DIRECTIONS: Transcribe the stretch from the beginning of the entries through the line containing "[345,434,406,550]" character for character, leaving the pictures out of your answer.

DATA FOR PROCESSING:
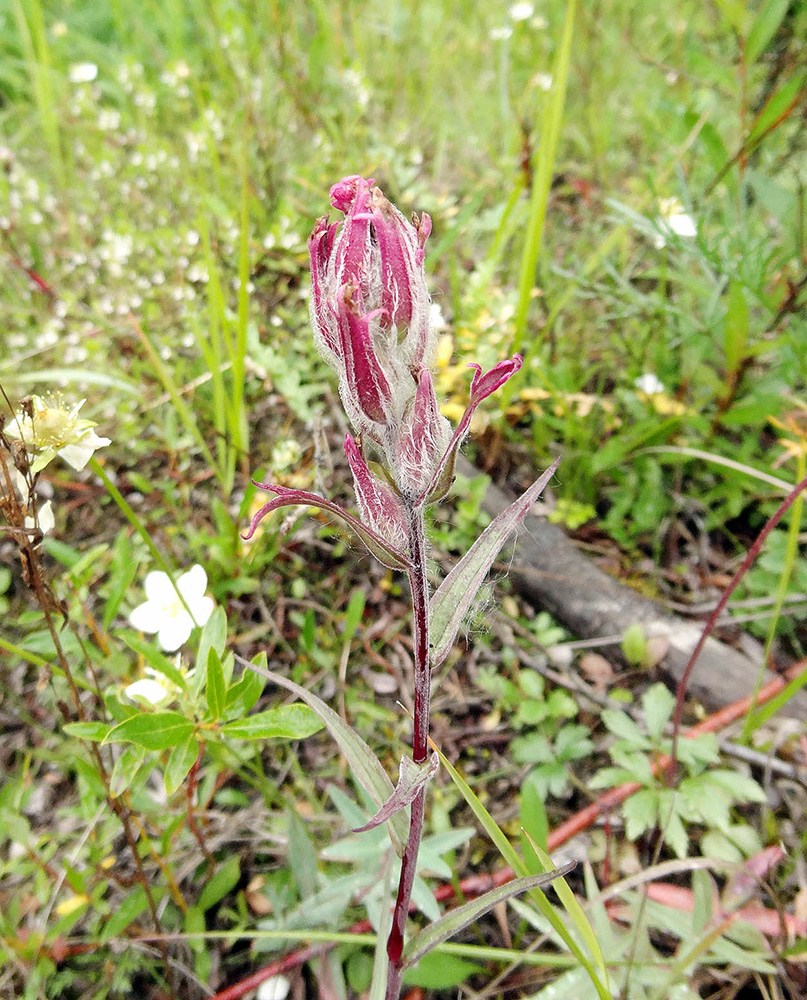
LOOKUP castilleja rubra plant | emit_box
[245,176,557,998]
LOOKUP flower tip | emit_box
[328,174,375,214]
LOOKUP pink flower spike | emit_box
[420,354,524,503]
[241,481,412,571]
[468,354,524,409]
[337,285,392,424]
[345,434,406,550]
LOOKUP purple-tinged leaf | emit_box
[420,354,524,503]
[403,861,577,969]
[429,458,560,667]
[241,483,412,570]
[353,751,440,833]
[238,656,409,857]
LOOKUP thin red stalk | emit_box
[386,506,431,1000]
[671,468,807,762]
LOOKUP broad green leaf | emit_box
[241,660,409,857]
[104,712,194,750]
[403,861,577,969]
[205,646,227,720]
[745,0,790,66]
[109,745,146,799]
[429,459,560,667]
[197,854,241,911]
[62,722,112,743]
[101,885,148,943]
[163,733,199,795]
[220,704,323,740]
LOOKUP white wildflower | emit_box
[633,372,666,396]
[67,63,98,83]
[6,396,111,474]
[653,198,698,248]
[255,976,291,1000]
[129,564,215,652]
[508,3,535,21]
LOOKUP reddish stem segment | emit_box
[386,505,431,1000]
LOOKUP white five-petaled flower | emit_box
[256,976,291,1000]
[67,63,98,83]
[6,396,111,474]
[129,564,215,653]
[653,198,698,247]
[633,372,665,396]
[508,0,535,21]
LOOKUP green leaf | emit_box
[429,459,560,667]
[194,605,227,691]
[525,831,608,981]
[101,885,149,943]
[242,660,409,857]
[746,74,805,147]
[104,712,194,750]
[342,590,365,643]
[205,646,227,721]
[62,722,112,743]
[404,952,482,990]
[403,861,577,969]
[437,750,611,1000]
[109,746,146,799]
[642,684,675,740]
[220,703,323,740]
[723,281,749,375]
[164,733,199,795]
[353,753,440,833]
[104,528,137,629]
[196,854,241,912]
[745,0,790,66]
[226,652,266,714]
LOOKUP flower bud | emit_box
[394,368,451,498]
[308,176,434,440]
[345,434,407,552]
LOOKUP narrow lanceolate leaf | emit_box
[104,712,194,750]
[403,861,577,969]
[205,646,227,719]
[241,483,412,570]
[62,722,112,743]
[221,705,322,740]
[353,751,440,833]
[239,657,409,857]
[429,458,560,667]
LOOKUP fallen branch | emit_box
[204,661,807,1000]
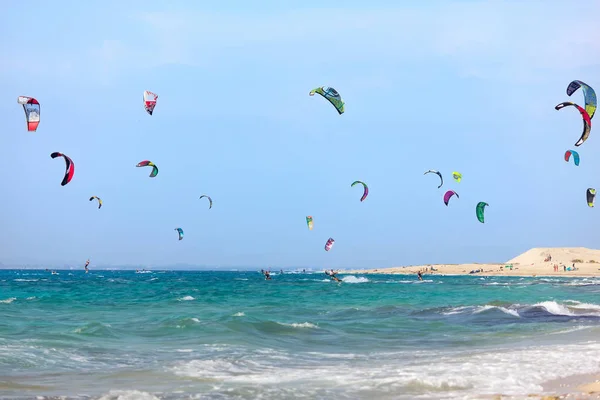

WRITTEN SOLUTION:
LOOKUP castilleja rubra plant | emit_box
[245,176,557,998]
LOOKUP flower tip | emit_box
[328,174,375,214]
LOOKUP pink flower spike | emit_box
[420,354,524,503]
[241,481,412,571]
[468,354,524,409]
[337,285,392,424]
[345,434,406,550]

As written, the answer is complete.